DOCUMENT PASSAGE:
★ ★ ★ ★ ★

# beginner questions



## csxmandave (Dec 24, 2012)

Hello everyone,
I'm new to the train forum, I"m also new to model trains. I expect I"ll be having a few questions along the way. I have a 4x8 table setup an a simple layout. I expect to add to the layout very soon. Its a dc train an I was wondering. 
#1 can I run 2 engines at the same time hooked together to pull my train? 
#2 how many cars can a single engine pull without burning up the engine? 
any help an tips would be much appericated,
dave


----------



## gunrunnerjohn (Nov 10, 2010)

Hi Dave, welcome to the forum.

Tell us more about the engines, it makes a big difference. I'm assuming HO from the DC comment. I've pulled 53 cars with my O-gauge locomotives without an issue, so I don't think you'll burn up any decent locomotive on a 4x8 layout.


----------



## csxmandave (Dec 24, 2012)

Hi John,
Thanks for the welcome.
One engine is the csx #618 that came with the walthers trainline rtr set. You are correct on the HO scale. 
The other is a walthers EMD GP9M loco. csx #890 931-105. I replaced all the black track with the gray N/S and added a turnout that splits into two parking sections. I ditched the original cars from the set an have 4 Bachmann 17501"s "Ho 56"ACF center flow hoppers. ( ) I also have 4 Bachmann 17618s "HO 40" Quad hoppers. (coal)

I found these layouts that would make things simple for a beginner with gray EZ track http://www.thortrains.net/marx/funlayez2.html

I"d like to have a power plant since I spent quiet a few years in them doing turbine mant across the country. I"d also like a coal mine, so I can haul coal from the mine to the power plant. Not sure what the 56" center flow hoppers haul, but I assume concrete or grain? Of course it has to have a church ! Then whatever else I can squeeze in.


----------



## gunrunnerjohn (Nov 10, 2010)

Looks like a good start. I'd consider laying out what you'd like to do for yours and posting a graphic in the Layout Design Forum, you'll get lots of comments and suggestions.


----------



## shaygetz (Sep 23, 2007)

You're on the right track with quality stuff...just think about what exactly it is you wish to model before you pull the trigger on eBay...:thumbsup:

The two biggest stumbling blocks for newcomers is quality of equipment and direction of modeling, I think you'll do well...welcome to the forum.:thumbsup:


----------

★ ★ ★ ★ ★

INFORMATION SUPPLIED:
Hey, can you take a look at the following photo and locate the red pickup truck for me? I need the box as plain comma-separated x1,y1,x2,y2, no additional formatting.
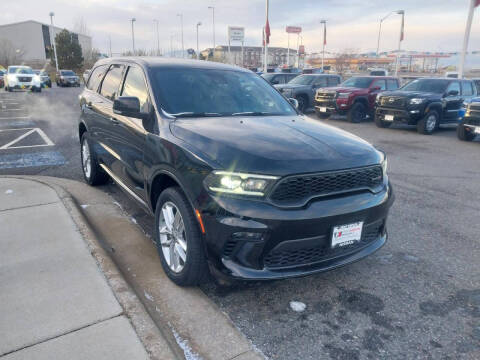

★ ★ ★ ★ ★

REQUIREMENTS: Write out the model train thread word for word, everything from "any help an" down to "a 4x8 layout.". The data comes from a different source than the model train thread.

THE REPLY:
any help an tips would be much appericated,
dave


----------



## gunrunnerjohn (Nov 10, 2010)

Hi Dave, welcome to the forum.

Tell us more about the engines, it makes a big difference. I'm assuming HO from the DC comment. I've pulled 53 cars with my O-gauge locomotives without an issue, so I don't think you'll burn up any decent locomotive on a 4x8 layout.